• [Records to process]:
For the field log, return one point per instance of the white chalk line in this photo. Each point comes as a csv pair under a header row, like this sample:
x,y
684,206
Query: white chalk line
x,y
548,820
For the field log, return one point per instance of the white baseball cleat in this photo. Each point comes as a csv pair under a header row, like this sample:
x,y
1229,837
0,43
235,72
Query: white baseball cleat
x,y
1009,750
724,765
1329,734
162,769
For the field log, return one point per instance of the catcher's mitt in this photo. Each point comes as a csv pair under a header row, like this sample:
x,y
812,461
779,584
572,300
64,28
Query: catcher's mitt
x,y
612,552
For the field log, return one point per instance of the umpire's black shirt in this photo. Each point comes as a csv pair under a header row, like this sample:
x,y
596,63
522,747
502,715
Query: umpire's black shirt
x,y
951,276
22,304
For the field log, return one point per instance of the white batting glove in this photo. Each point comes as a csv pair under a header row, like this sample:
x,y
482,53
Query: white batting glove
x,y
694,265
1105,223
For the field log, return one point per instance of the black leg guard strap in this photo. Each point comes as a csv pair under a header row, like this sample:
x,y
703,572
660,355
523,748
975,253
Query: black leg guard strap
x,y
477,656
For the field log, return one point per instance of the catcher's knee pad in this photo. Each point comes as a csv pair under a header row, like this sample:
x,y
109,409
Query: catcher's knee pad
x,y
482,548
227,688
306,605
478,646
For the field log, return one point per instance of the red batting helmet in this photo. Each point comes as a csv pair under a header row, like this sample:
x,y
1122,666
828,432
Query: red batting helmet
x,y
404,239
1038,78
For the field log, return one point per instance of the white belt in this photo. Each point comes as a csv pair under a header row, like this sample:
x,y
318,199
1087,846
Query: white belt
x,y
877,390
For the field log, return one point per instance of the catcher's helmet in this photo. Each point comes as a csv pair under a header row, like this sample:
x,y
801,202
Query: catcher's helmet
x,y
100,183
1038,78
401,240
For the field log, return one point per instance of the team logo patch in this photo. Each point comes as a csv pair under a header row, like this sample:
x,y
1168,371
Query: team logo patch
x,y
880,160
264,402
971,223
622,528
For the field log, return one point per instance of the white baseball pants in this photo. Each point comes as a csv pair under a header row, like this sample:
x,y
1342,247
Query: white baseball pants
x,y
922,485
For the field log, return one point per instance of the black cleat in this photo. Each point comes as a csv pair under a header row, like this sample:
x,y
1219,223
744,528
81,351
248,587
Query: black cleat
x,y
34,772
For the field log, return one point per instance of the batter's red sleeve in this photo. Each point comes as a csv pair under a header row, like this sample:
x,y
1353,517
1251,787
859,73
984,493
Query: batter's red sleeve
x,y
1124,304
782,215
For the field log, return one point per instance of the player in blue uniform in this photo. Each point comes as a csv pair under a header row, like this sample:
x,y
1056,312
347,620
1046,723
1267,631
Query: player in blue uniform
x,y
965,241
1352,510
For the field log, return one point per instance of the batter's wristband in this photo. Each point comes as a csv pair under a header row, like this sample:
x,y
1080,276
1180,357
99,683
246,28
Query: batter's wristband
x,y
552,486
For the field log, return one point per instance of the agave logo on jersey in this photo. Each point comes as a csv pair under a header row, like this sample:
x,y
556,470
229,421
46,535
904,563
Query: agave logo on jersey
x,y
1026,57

• [Your goal]:
Repeat every line of the records above exactly.

• [Answer section]:
For the field log, return one point per instance of the white chalk line in this photo. Each point comes as a csv pair under a header row, like this sample:
x,y
684,206
Query: white chalk line
x,y
548,820
For the field log, return one point per instance of the white baseball cleat in this photo. Each point comes as a csv pair under a header row, like this sample:
x,y
1229,837
0,43
235,72
Query: white baseball cleat
x,y
1009,750
724,765
1329,734
162,769
For the field log, return one point per instance of the catcher's mitt in this photo. Each point comes as a csv pair under a header row, like this sample:
x,y
812,461
779,584
572,300
64,28
Query: catcher's mitt
x,y
612,552
For the field log, return one point per instance of the umpire's black shirt in this photo. Each point comes as a csv pair under a header row, like this sample:
x,y
596,63
522,747
502,715
Query: umpire's black shirt
x,y
951,276
22,304
For the field log, return one point per instance of the white batting glove in this photo. Each point comes as a csv pair under a header row, like this sample:
x,y
482,53
Query: white batting glove
x,y
694,265
1105,223
For the field log, return one point per instance of the black leg guard strap in this photo. Each point comes as a csv pair under a header row, like this sample:
x,y
703,572
660,355
523,748
975,253
Query: black leg guard strap
x,y
477,656
For the field log, return one point per instance of the catcher's knee pad in this photo. Each point comes as a csv pair under a header row, like this sample:
x,y
109,409
Query: catcher's knee pad
x,y
482,548
227,688
306,605
478,646
For the field log, return one point per instance of the red batting helmet in this photo. Each point comes as a csv pair under a header row, like this sample:
x,y
1122,666
828,432
Query: red batting helmet
x,y
404,239
1038,78
For the field log, return one point per instance of the white belt in this photo. Each point comes as a csv pair under a header row, like this sample:
x,y
318,199
1087,846
Query: white belt
x,y
877,390
For the field log, return one point per instance of the catcher's helmet in this photo. Each point comes as a csv pair under a header row, like this sample:
x,y
801,202
Query: catcher's helmet
x,y
100,183
1038,78
401,240
For the field log, return one point per instance of the team logo patch in this photo. Each point comes as a csv pair under a header row, like this sample:
x,y
1168,371
Query: team logo patch
x,y
880,160
264,402
971,223
622,528
For the field log, return one point per instance of the white baseball pants in this photo. Each point comes as a csv pair under a header row, like this sample:
x,y
1342,247
Query: white baseball pants
x,y
922,485
For the field log, return one point per instance of the black cleat in this photo. Each point comes as a csv pair under a header row, like this sample:
x,y
1219,223
744,528
81,351
248,587
Query: black cleat
x,y
34,772
For the field log, return one point per instance of the batter's red sleeve in this photo. Each point comes as a csv pair under a header row, like this sample:
x,y
1353,517
1251,787
859,73
984,493
Query: batter's red sleeve
x,y
1124,304
782,215
For the field log, return one point per instance of the player in blue uniform in this photo. Each point comes as a csv pair under a header row, like this sample:
x,y
1056,312
347,620
1046,723
1267,631
Query: player in blue uniform
x,y
965,241
1352,510
For the field log, return one point per instance of the batter's wristband in this photo. Each point comes as a csv pair under a header row, like this sample:
x,y
1080,276
1180,357
99,683
246,28
Query: batter's wristband
x,y
552,486
For the field log, return one point per instance of the agave logo on jersey in this photo. Each point comes as a csv pair under a header row, like this sample:
x,y
556,470
229,421
46,535
904,563
Query: agave logo on jersey
x,y
1026,57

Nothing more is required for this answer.